### Task objective:
Rewrite every line of the material below, switching "thickest part" to "widest part" and leaving everything else as it is. Omit the pictures from your answer.

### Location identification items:
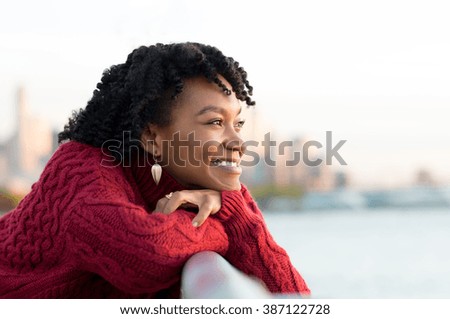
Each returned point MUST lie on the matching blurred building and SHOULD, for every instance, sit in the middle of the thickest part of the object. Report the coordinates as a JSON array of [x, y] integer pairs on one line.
[[283, 162], [24, 155]]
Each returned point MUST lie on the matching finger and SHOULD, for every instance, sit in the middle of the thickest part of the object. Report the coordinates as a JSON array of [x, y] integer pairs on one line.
[[160, 205], [177, 199], [203, 213]]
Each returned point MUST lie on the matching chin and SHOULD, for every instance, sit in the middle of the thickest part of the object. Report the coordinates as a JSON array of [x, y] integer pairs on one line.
[[230, 187]]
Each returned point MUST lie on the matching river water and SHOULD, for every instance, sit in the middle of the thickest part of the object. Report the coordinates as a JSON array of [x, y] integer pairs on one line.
[[374, 253]]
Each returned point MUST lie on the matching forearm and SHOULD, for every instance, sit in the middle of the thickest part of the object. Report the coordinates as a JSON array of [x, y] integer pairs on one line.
[[252, 248], [140, 252]]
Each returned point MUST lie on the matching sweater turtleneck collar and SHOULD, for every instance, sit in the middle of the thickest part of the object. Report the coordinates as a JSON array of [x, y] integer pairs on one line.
[[142, 175]]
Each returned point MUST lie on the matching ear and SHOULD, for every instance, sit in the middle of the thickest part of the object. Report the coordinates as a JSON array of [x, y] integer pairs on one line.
[[151, 140]]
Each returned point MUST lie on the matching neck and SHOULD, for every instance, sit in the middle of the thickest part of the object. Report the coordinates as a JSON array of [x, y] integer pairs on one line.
[[140, 171]]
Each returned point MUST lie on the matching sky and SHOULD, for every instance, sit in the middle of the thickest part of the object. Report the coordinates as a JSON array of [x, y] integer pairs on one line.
[[375, 73]]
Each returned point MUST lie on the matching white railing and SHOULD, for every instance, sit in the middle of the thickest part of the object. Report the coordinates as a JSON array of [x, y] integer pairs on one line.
[[207, 275]]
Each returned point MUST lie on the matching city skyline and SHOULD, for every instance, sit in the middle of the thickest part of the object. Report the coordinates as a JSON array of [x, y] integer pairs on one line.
[[373, 74]]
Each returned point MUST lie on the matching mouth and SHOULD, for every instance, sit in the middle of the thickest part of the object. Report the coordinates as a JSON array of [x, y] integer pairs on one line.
[[218, 162]]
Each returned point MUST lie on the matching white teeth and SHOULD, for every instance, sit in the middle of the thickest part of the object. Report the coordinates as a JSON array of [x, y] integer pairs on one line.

### Complete answer:
Each returned point MUST lie on the matching blurred building and SHOULD, for every instance, sit in the middle of the widest part of the object. Report the coordinates as a JSON array of [x, y] integer pairs on one line.
[[283, 162], [24, 155]]
Each returned point MUST lie on the matching finger and SHOULD, for every instance, sit in the middle of the widest part of the object. Report the coordinates as a JSON array of [x, y] integer pairs on one line.
[[160, 205], [177, 199], [203, 213]]
Each returned point MUST lie on the matching chin and SHOULD, for every instance, sit in the middle of the widest part of the object. Report the coordinates as a JSON array of [x, y] integer pairs on one line.
[[230, 187]]
Each returned point MUST lie on the matching river water and SHOULD, for every instance, sit in the middle of the widest part of the object. Report the coordinates as a JSON array of [x, y] integer pairs on one line.
[[374, 253]]
Each returned point MUST lie on the matching forearm and SHOULD, for every instance, sit in the middle of the widest part of the object. Report the coordinates as a JSON array of [x, y] integer pairs on one line.
[[252, 248], [140, 252]]
Each returned point MUST lie on the matching sweater turtleneck collar and SHOULD, for every instance, sit in the middle of the widest part of the object. Report the coordinates as a JSON array of [x, y] integer pairs on one line.
[[142, 175]]
Each returned point MUST lie on the matching ear and SHOULD, for every instance, sit in the middle of the widest part of the object. Report the coordinates as a JSON array of [x, y] integer pairs on one line.
[[151, 140]]
Each returned point MUST lie on the matching neck and SHOULD, for every instance, sit in the middle of the widest part of the object. Report the coordinates as a JSON array of [x, y] integer pairs on one line.
[[140, 171]]
Each returned point MUST lie on the matching sky and SHOULD, for every instance, sit in the middle of the widest part of the object. Report the coordinates as a JSON array of [x, y] integer pairs on one line.
[[375, 73]]
Each returned point MUST lie on the matching white railing and SHOULD, for every instance, sit in the middle of the widest part of the object. Report the coordinates as a JSON array of [x, y] integer pairs on one line.
[[207, 275]]
Each returned point MUST lie on the matching city skyline and SHOULD, for every instance, sit in the middle of the widest part of the object. Report the coordinates as a JSON array of [x, y] integer pairs on one line.
[[373, 74]]
Each returned point MUST lie on the matching mouth and SHOULD, for every instance, sit in the middle of the widest part of the object. Report the coordinates as a JSON array of [x, y] integer pairs on one line.
[[218, 162]]
Each returned point MUST lie on the matching white teeth and SHOULD, for every instance, sit in the middle of the widest part of the object. Report the coordinates as a JSON array of [x, y] integer pairs on one line.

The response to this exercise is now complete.